* _TASK REQUIREMENTS_: The entries below are to be written out again without alteration.

•••

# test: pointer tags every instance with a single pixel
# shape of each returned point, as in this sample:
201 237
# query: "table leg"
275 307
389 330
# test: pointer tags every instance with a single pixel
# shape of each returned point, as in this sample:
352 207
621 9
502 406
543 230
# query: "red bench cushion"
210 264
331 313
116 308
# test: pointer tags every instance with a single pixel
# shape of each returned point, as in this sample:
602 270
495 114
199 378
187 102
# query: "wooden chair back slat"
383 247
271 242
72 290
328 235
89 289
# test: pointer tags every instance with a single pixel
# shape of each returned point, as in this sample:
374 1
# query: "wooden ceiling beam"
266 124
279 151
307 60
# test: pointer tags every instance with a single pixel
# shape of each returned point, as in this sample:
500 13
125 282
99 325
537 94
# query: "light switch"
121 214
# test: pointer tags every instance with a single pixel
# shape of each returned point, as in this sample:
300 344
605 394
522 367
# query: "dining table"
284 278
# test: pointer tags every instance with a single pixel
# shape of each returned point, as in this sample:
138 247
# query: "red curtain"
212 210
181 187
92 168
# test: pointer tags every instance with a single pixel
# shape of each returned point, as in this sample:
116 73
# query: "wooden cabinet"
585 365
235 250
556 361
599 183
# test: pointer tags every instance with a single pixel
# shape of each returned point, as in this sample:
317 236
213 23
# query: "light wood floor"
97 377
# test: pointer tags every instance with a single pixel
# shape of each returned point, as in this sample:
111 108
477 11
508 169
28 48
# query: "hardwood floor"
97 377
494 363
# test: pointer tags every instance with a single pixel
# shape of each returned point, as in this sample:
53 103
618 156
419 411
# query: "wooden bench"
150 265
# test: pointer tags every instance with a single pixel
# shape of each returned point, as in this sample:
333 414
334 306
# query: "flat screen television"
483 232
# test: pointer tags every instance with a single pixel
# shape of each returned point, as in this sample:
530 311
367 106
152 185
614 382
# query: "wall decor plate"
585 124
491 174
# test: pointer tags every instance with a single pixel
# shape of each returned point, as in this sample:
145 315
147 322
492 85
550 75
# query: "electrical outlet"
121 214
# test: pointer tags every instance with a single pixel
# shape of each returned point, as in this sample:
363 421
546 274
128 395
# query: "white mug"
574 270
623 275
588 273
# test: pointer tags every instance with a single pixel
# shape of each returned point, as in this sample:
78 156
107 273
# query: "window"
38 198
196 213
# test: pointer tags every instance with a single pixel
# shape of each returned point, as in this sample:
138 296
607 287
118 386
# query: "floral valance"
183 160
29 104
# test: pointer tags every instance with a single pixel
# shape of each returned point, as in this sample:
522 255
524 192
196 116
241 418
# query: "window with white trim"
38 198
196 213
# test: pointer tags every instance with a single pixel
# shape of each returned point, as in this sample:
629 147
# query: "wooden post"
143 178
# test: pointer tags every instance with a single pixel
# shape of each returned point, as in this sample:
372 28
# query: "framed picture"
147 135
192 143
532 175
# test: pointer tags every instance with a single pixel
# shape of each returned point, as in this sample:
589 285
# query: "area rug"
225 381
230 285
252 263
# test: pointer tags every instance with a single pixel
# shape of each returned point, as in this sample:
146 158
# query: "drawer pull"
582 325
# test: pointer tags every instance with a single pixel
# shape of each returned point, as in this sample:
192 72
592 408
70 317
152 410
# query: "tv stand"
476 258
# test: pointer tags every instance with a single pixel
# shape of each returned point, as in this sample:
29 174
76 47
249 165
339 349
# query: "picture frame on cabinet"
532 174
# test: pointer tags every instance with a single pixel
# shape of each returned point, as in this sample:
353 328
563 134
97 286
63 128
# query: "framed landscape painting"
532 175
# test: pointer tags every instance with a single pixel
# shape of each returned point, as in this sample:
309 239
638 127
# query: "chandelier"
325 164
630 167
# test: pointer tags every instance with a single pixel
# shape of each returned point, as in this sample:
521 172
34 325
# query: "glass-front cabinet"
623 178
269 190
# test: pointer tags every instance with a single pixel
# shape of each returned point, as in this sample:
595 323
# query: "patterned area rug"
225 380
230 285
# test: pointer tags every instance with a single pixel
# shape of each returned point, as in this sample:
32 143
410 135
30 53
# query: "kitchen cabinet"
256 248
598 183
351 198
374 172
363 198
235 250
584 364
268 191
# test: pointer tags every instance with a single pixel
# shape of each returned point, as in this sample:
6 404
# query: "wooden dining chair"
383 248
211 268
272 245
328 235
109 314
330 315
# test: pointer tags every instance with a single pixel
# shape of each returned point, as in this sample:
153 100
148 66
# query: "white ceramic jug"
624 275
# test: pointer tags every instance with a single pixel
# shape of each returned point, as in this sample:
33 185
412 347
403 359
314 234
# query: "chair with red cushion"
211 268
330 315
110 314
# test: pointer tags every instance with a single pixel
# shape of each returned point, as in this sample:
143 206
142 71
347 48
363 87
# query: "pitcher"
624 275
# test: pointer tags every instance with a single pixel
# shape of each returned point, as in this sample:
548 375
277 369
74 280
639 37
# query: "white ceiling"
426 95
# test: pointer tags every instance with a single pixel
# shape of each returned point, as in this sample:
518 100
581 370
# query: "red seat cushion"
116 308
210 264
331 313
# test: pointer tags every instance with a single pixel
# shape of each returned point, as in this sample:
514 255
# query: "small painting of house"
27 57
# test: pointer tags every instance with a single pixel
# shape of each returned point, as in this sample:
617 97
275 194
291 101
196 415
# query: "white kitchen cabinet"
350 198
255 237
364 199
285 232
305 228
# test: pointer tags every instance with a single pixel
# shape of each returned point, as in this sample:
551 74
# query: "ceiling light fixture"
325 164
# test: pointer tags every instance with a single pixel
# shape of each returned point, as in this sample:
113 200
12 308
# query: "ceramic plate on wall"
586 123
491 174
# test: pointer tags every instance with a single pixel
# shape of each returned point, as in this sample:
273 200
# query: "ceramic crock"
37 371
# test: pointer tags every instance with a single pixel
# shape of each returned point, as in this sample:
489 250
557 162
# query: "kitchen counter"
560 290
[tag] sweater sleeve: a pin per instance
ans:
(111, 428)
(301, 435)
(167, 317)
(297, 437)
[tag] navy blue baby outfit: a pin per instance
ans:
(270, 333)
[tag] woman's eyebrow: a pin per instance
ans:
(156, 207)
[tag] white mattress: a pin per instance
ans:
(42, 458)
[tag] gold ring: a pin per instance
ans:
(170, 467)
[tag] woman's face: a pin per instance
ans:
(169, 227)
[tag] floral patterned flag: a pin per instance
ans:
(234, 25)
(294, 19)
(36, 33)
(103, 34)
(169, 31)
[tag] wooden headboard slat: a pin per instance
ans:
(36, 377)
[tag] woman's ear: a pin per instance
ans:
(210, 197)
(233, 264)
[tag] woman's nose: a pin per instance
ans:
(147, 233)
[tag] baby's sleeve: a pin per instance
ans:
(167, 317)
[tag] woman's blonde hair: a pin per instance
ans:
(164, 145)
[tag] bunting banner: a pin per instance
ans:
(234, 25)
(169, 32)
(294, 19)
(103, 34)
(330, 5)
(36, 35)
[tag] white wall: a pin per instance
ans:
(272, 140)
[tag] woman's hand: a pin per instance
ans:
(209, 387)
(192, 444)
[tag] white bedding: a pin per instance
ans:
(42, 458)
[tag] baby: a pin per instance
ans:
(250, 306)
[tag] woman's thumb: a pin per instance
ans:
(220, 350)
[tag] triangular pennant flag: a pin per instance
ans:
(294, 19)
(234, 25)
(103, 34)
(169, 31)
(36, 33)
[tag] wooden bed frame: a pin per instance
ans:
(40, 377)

•••

* _TASK RESULT_:
# test: pointer tags every instance with a single pixel
# shape of each returned point, as in this sample:
201 237
# query: "table leg"
275 307
389 330
# test: pointer tags every instance with a single pixel
# shape of each returned point, as in this sample:
352 207
621 9
502 406
543 230
# query: "red bench cushion"
210 264
331 313
116 308
# test: pointer tags every instance with a single pixel
# shape of each returned point, as in this sample:
602 270
495 114
199 378
187 102
# query: "wooden chair back slat"
383 247
271 242
72 290
328 235
89 289
# test: pointer tags every instance with a single pixel
# shape of each returned point, as in this sample:
374 1
# query: "wooden ceiling beam"
266 124
279 151
307 60
# test: pointer tags every instance with a single pixel
# shape of each returned point, as in this sample:
500 13
125 282
99 325
537 94
# query: "light switch"
121 214
# test: pointer tags every instance with a single pixel
# shape of each returned point, as in this sample:
300 344
605 394
522 367
# query: "dining table"
284 278
# test: pointer tags every instance with a single pixel
# shape of each returned point, as in this sample:
138 247
# query: "red curtain"
212 210
181 187
92 168
# test: pointer tags every instance with a single pixel
# shape of each returned point, as in this sample:
116 73
# query: "wooden cabinet"
585 365
235 250
556 361
599 183
# test: pointer tags every instance with a single pixel
# shape of each returned point, as in this sample:
317 236
213 23
# query: "light wood floor"
97 377
# test: pointer tags every instance with a single pixel
# shape of each returned point, as in this sample:
111 108
477 11
508 169
28 48
# query: "hardwood floor"
97 377
494 363
# test: pointer tags every instance with a single pixel
# shape of each returned point, as in this sample:
53 103
618 156
419 411
# query: "wooden bench"
150 265
# test: pointer tags every instance with a single pixel
# shape of each returned point, as in this sample:
333 414
334 306
# query: "flat screen television"
483 232
# test: pointer tags every instance with a single pixel
# shape of each returned point, as in this sample:
530 311
367 106
152 185
614 382
# query: "wall decor plate"
585 124
491 174
# test: pointer tags every instance with a single pixel
# shape of each returned point, as in this sample:
145 315
147 322
492 85
550 75
# query: "electrical outlet"
121 214
# test: pointer tags every instance with a single pixel
# shape of each returned point, as in this sample:
363 421
546 274
128 395
# query: "white mug"
574 270
623 275
588 273
# test: pointer tags every instance with a single pixel
# shape of each returned point, as in this sample:
78 156
107 273
# query: "window"
38 198
196 213
# test: pointer tags every instance with a single pixel
# shape of each returned point, as in this sample:
138 296
607 287
118 386
# query: "floral valance"
183 160
29 104
# test: pointer tags every instance with a single pixel
# shape of each returned point, as in this sample:
522 255
524 192
196 116
241 418
# query: "window with white trim"
38 198
196 213
# test: pointer tags every instance with a single pixel
# shape of each returned point, as in this sample:
629 147
# query: "wooden post"
143 178
# test: pointer tags every instance with a single pixel
# shape of each returned point, as in this sample:
372 28
# query: "framed picture"
147 135
192 143
532 175
# test: pointer tags every instance with a single pixel
# shape of each returned point, as in this sample:
589 285
# query: "area rug"
225 381
230 285
252 263
# test: pointer tags every instance with a single pixel
# shape of each returned point, as in this sample:
146 158
# query: "drawer pull"
582 325
# test: pointer tags every instance with a single pixel
# shape of each returned point, as in this sample:
192 72
592 408
70 317
152 410
# query: "tv stand"
476 258
# test: pointer tags every instance with a single pixel
# shape of each returned point, as in this sample:
29 174
76 47
249 165
339 349
# query: "picture frame on cabinet"
532 174
# test: pointer tags every instance with a single pixel
# shape of each returned point, as in this sample:
353 328
563 134
97 286
63 128
# query: "framed landscape painting"
532 175
# test: pointer tags every instance with a single pixel
# shape of each returned point, as in this sample:
309 239
638 127
# query: "chandelier"
325 164
630 167
# test: pointer tags every instance with a single pixel
# shape of each returned point, as in this sample:
521 172
34 325
# query: "glass-front cabinet"
623 178
269 190
# test: pointer tags every instance with a single pixel
# shape of each returned point, as in this sample:
595 323
# query: "patterned area rug"
225 380
230 285
# test: pointer tags every instance with a single pixel
# shape of each returned point, as in this sample:
32 143
410 135
30 53
# query: "kitchen cabinet"
256 248
598 183
351 198
374 172
363 198
235 250
584 364
268 191
# test: pointer tags every instance with a single pixel
# shape of each returned point, as in this sample:
6 404
# query: "wooden dining chair"
383 248
211 268
272 245
328 235
109 314
330 315
# test: pointer tags every instance with a single pixel
# shape of each returned point, as in this sample:
153 100
148 66
# query: "white ceramic jug"
624 275
# test: pointer tags every instance with a single pixel
# shape of each returned point, as in this sample:
33 185
412 347
403 359
314 234
# query: "chair with red cushion"
211 268
330 315
110 314
# test: pointer tags every instance with a single pixel
# shape of each returned point, as in this sample:
143 206
142 71
347 48
363 87
# query: "pitcher"
624 275
# test: pointer tags every instance with a single pixel
# shape of each returned point, as in this sample:
548 375
277 369
74 280
639 37
# query: "white ceiling"
426 95
# test: pointer tags every instance with a single pixel
# shape of each returned point, as in this sample:
518 100
581 370
# query: "red seat cushion"
116 308
210 264
331 313
# test: pointer tags every instance with a single pixel
# shape of each returned point, as in this sample:
514 255
# query: "small painting of house"
27 57
# test: pointer tags every instance with a single pixel
# shape of each returned point, as in this sample:
617 97
275 194
291 101
196 415
# query: "white kitchen cabinet"
350 198
255 237
364 199
285 232
305 228
# test: pointer tags every instance with a single pixel
# shape of each returned point, as in this sample:
551 74
# query: "ceiling light fixture"
325 164
# test: pointer tags every instance with a single pixel
# shape of each returned point, as in this sample:
113 200
12 308
# query: "ceramic plate on wall"
586 123
491 174
# test: pointer tags every instance with a single pixel
# shape of each returned point, as in this sample:
273 200
# query: "ceramic crock"
37 371
# test: pointer tags every instance with a single pixel
# shape of each returned point, as in this sample:
489 250
557 162
# query: "kitchen counter"
560 290
[tag] sweater sleeve: a pin per instance
ans:
(111, 428)
(301, 435)
(167, 317)
(297, 437)
[tag] navy blue baby outfit: a pin per instance
ans:
(270, 333)
[tag] woman's eyebrow: a pin per instance
ans:
(156, 207)
[tag] white mattress: a pin per instance
ans:
(42, 458)
[tag] gold ring: a pin per instance
ans:
(170, 467)
[tag] woman's face: a pin per instance
ans:
(169, 227)
[tag] floral patterned flag: a pin per instance
ans:
(234, 25)
(294, 19)
(36, 33)
(103, 34)
(169, 31)
[tag] wooden headboard slat: a pin per instance
ans:
(36, 377)
[tag] woman's ear: a pin per instance
ans:
(210, 197)
(233, 264)
[tag] woman's nose: a pin per instance
ans:
(147, 233)
[tag] baby's sleeve: a pin per instance
ans:
(167, 317)
[tag] woman's blonde hair: a pin per instance
ans:
(164, 145)
[tag] bunting banner: a pin per instance
ans:
(234, 25)
(169, 32)
(294, 19)
(103, 34)
(330, 5)
(36, 35)
[tag] white wall: a pin per instance
ans:
(272, 140)
[tag] woman's hand: a pin per instance
ans:
(209, 387)
(192, 444)
[tag] white bedding: a pin per instance
ans:
(42, 458)
[tag] baby: a pin per instance
ans:
(250, 306)
[tag] woman's thumb: a pin per instance
ans:
(220, 350)
[tag] triangular pennant flag: a pin per instance
ans:
(294, 19)
(234, 25)
(103, 34)
(169, 31)
(36, 33)
[tag] wooden bed frame: a pin per instance
ans:
(40, 377)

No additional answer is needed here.